**Problem to work on:** Copy the 1,4-dioxane article starting at "1,4-Dioxane use and" and ending at "in experimental animals.", substituting "laboratory animals" for "experimental animals".

# start of Selected text

Environmental Science & Engineering - May 2002

1,4-dioxane -- a little known compound

Changing the investigation and remediation of TCA impacts

By D. Grant Walsom, and Bruce Tunnicliffe, XCG Consultants Ltd.

Source zone removal and extraction well for TCA and 1,4-dioxane remediation.

Have you heard of 1,4-dioxane? Possibly not. Until recently, we weren't familiar with it either. This compound was recently brought to our attention at the approval stage for a groundwater pump-and-treat system addressing 1,1,1-trichloroethane (TCA) impacts in groundwater. The Ontario Ministry of the Environment (MOE) requested that additional site work be undertaken to investigate for 1,4-dioxane due to the historic use of TCA on the site.

In the past few years, 1,4-dioxane has been the focus of much attention in the United States, but until recently has received relatively little attention by regulatory agencies and environmental consultants across Canada. This article provides some useful information that the authors have compiled about 1,4-dioxane, in addition to a 1,4-dioxane case study.

Documentation regarding 1,4-dioxane environmental investigations and remediation is limited; however, a Draft White Paper on Solvent Stabilizers (the White Paper), including 1,4-dioxane, has been prepared by the Water Supply Division of the Santa Clara Valley Water District in San Jose, California and available for review at: www.scvwd.dst.ca.us/wtrqual/Lustop/SolventStabilizers.pdf.

1,4-Dioxane use and properties

According to the United States Environmental Protection Agency (US EPA), in 1985, approximately ninety percent of 1,4-dioxane produced in the US was used as a stabilizer for chlorinated solvents such as TCA. Solvent stabilizers are used to enhance the functional life of solvents by limiting negative reactions that degrade solvent properties. Reportedly, 1,4-dioxane has been included with TCA in mixtures at 2 to 8 percent by volume.

The US EPA classifies 1,4-dioxane as a probable human carcinogen based upon evidence of carcinogenicity in experimental animals.

1,4-dioxane can enter the subsurface and potentially impact drinking water aquifers when its host solvent, TCA, is released through spills, leaks or historical disposal practices. Unlike TCA, however, 1,4-dioxane readily leaches to groundwater, is not expected to adsorb significantly to soil particles, and is difficult to biodegrade. Due to these properties, a 1,4-dioxane plume typically proceeds ahead of the chlorinated solvent plume, and will tend to impact an aquifer system to a much larger extent. Site data presented in the White Paper reveals that a 1,4-dioxane plume can measure twice the length of the host solvent plume, and impact an area up to six times greater.

# end of Selected text
# start of Dataset records

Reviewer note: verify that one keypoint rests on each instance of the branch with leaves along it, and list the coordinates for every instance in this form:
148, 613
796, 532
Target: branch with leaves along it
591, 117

# end of Dataset records

**The output:**
1,4-Dioxane use and properties

According to the United States Environmental Protection Agency (US EPA), in 1985, approximately ninety percent of 1,4-dioxane produced in the US was used as a stabilizer for chlorinated solvents such as TCA. Solvent stabilizers are used to enhance the functional life of solvents by limiting negative reactions that degrade solvent properties. Reportedly, 1,4-dioxane has been included with TCA in mixtures at 2 to 8 percent by volume.

The US EPA classifies 1,4-dioxane as a probable human carcinogen based upon evidence of carcinogenicity in laboratory animals.